TASK
Restate all entries exactly.

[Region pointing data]
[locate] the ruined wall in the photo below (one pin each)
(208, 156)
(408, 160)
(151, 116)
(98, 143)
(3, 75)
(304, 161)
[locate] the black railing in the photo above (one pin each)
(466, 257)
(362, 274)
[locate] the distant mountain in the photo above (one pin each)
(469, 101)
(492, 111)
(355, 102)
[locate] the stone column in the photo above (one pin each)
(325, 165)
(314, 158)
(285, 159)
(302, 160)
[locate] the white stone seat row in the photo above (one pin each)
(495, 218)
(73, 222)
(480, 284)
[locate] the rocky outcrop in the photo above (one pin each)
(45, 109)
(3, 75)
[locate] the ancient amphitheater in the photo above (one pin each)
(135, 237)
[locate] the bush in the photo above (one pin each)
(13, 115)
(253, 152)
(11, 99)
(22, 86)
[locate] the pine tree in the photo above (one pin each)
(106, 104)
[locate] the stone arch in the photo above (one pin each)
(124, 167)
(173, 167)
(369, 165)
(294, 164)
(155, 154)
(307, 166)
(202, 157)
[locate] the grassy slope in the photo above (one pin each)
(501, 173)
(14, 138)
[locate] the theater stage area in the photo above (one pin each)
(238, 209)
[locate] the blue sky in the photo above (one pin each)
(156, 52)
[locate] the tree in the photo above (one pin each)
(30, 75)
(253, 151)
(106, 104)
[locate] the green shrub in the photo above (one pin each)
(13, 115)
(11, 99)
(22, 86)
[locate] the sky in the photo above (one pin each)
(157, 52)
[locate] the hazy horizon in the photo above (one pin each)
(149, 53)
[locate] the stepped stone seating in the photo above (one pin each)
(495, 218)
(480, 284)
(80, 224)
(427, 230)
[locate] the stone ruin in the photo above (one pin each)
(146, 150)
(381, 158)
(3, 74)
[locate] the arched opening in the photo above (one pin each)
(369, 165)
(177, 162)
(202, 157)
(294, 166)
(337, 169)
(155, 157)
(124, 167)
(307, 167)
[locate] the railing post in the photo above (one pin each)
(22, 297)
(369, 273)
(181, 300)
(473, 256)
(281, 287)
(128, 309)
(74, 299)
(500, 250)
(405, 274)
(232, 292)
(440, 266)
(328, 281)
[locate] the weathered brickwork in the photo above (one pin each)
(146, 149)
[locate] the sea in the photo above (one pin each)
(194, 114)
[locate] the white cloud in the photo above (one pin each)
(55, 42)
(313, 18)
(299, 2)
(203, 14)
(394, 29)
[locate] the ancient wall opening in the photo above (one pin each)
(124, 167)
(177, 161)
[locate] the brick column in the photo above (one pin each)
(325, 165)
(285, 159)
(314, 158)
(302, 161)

WORKED SOLUTION
[locate] the ruined wall in the photo below (one pin each)
(208, 156)
(408, 160)
(151, 116)
(98, 143)
(3, 75)
(304, 161)
[locate] the black railing in the photo above (one pin each)
(466, 257)
(362, 274)
[locate] the distant mountain in the photo above (one pin each)
(469, 101)
(492, 111)
(355, 102)
[locate] the stone column in the photo above (one pin each)
(325, 165)
(314, 158)
(285, 159)
(302, 160)
[locate] the white stone seat row in the photo above (one pin each)
(495, 218)
(73, 222)
(480, 284)
[locate] the rocky outcrop in the photo above (one pin each)
(45, 109)
(3, 75)
[locate] the ancient amphitheater in the photo above (one pin each)
(135, 237)
[locate] the bush in the photo above (one pin each)
(13, 115)
(253, 152)
(11, 99)
(22, 86)
[locate] the pine tree in the photo above (one pin each)
(106, 104)
[locate] the stone arch in the photo above (one pin each)
(124, 167)
(173, 167)
(369, 165)
(294, 164)
(155, 154)
(307, 166)
(202, 157)
[locate] the grassy slope in the photo above (one pin each)
(501, 173)
(14, 138)
[locate] the theater stage area in the photo above (one pin each)
(238, 209)
[locate] the blue sky in the photo above (one pin each)
(156, 52)
[locate] the tree in the photo above (one pin each)
(30, 75)
(253, 151)
(106, 104)
[locate] the green shrub in the photo above (one pin each)
(13, 115)
(11, 99)
(22, 86)
[locate] the sky in the photo above (one pin each)
(157, 52)
[locate] the hazy horizon in the photo above (one pin each)
(149, 53)
[locate] the stepped stone seating in the photo above (one pin each)
(495, 218)
(480, 284)
(80, 224)
(427, 230)
[locate] the stone ruin in the photo above (one pin each)
(146, 150)
(381, 158)
(3, 74)
[locate] the arched opening in the photo above (one pin each)
(369, 165)
(177, 162)
(202, 157)
(294, 166)
(337, 169)
(155, 157)
(124, 167)
(307, 167)
[locate] the railing post in the photo above (one pin each)
(22, 297)
(369, 273)
(181, 300)
(473, 256)
(281, 287)
(128, 309)
(74, 299)
(500, 250)
(405, 274)
(232, 292)
(440, 266)
(328, 281)
[locate] the weathered brickwork in the photo above (one pin each)
(146, 149)
[locate] the sea in the photo above (one pin each)
(194, 114)
[locate] the white cloud in the photo above (one pin each)
(55, 42)
(313, 18)
(299, 2)
(203, 14)
(394, 29)
[locate] the ancient wall opening in the photo above (one pin each)
(124, 167)
(177, 161)
[locate] the brick column in the photo above (one pin each)
(325, 165)
(285, 159)
(314, 158)
(302, 161)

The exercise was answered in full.